** EXCERPTED TEXT **
The global battle against the threat posed by antimicrobial resistance (AMR) continues with each regional geography including Latin America (LATAM) having their own challenges

Focusing on the future, GRIP members discussed aspirations for 2021 and onwards. Based on Dr Caretta’s vision for LATAM, conversation centered on how the global community represented by GRIP could continue to support regional efforts and take learnings from Mexico to implement in other regions around the world.

Key themes emerged around the need for better and more tailored educational resources and how GRIP could support the creation of AMR guidelines for LATAM.

The first-hand experience of visiting pharmacies in Mexico highlighted the need to educate pharmacy counter staff who are often overlooked yet play a crucial role in conveying the responsible antibiotic use message to the public

Figure 1: GRIP Pentagonal Framework for Change

Whilst Pharmacy was seen as a key player for Mexico and LATAM, it was clear that all 5Ps of the Pentagonal Framework (Fig 1) must be leveraged in order to have an impact and see positive change towards addressing AMR.

The inappropriate use of antibiotics is a major health challenge, which if not addressed, could change the way health is delivered in the long term. To close the meeting, GRIP Chair, Prof. Sabiha Essack expressed, “GRIP has always maintained that the antibiotic conservation requires coordinated, multi-pronged, multi-stakeholder, multi-disciplinary partnerships underpinned by

national and international policies that suspend sectoral interests for public good.”

GRIP activities continue to play a vital role in driving conversations, action plans and sharing success stories from around the world. The combination of regional champions, leadership and inspirational success stories can inform and inspire countries. Collaboration is critical as is shared learning.

** Collected data **
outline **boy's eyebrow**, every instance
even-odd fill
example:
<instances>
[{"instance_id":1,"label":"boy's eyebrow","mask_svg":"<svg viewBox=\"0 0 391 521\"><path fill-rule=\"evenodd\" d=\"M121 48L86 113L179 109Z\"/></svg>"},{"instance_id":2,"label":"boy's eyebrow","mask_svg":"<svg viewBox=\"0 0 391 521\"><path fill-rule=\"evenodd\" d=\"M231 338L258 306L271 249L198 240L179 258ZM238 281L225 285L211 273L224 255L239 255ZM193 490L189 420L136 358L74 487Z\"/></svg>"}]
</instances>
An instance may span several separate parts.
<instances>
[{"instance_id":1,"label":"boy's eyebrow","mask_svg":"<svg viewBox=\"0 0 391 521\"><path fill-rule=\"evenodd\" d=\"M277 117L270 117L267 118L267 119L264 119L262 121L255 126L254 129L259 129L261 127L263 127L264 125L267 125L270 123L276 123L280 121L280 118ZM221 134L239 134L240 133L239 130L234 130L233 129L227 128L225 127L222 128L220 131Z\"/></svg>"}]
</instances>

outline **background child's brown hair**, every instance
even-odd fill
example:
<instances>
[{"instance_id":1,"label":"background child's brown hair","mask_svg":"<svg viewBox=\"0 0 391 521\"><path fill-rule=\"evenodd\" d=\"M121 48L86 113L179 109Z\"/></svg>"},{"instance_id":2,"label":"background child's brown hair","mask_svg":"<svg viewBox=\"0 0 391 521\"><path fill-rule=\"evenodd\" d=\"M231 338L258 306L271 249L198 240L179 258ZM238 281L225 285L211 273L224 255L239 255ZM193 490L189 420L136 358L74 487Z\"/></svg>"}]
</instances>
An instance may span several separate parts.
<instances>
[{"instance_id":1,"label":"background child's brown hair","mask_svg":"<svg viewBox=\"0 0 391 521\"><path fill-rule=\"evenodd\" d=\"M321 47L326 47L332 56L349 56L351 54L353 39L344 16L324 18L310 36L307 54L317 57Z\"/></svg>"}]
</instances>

** TASK LIST **
a) Reproduce the passage on antimicrobial resistance word for word, everything from "The first-hand experience" down to "towards addressing AMR.".
b) Carry the passage on antimicrobial resistance further, picking up after its final sentence.
The lines above are separate material and are not part of the passage on antimicrobial resistance.

** WRITTEN ANSWERS **
a)
The first-hand experience of visiting pharmacies in Mexico highlighted the need to educate pharmacy counter staff who are often overlooked yet play a crucial role in conveying the responsible antibiotic use message to the public

Figure 1: GRIP Pentagonal Framework for Change

Whilst Pharmacy was seen as a key player for Mexico and LATAM, it was clear that all 5Ps of the Pentagonal Framework (Fig 1) must be leveraged in order to have an impact and see positive change towards addressing AMR.

b)
RB confirmed its ongoing commitment to work with healthcare professionals globally to help drive awareness, understanding and action in the field of AMR. Modelling behaviour change techniques, providing educational tools and encouraging the use of symptomatic treatments for upper respiratory tract infections offers a clear opportunity to help patients and reduce the unnecessary use of antibiotics.

RB has recommitted its focus on the self-care agenda, said Mr Adrian Shephard, with a number of initiatives being executed, including the very successful Responsibility Treats Best campaign in Germany, which is being evaluated for implementation globally.

In the last year, RB sponsored a whitepaper published by the Economist Intelligence Unit, exploring Policy approaches to self-care across global markets, available to download here:

For the immediate future, RB continues to explore opportunities to drive self-care. Central to this are initiatives to help authorities understand the need to reduce the risk of AMR by controlling the availability of OTC antibiotic-containing lozenges to treat sore throat.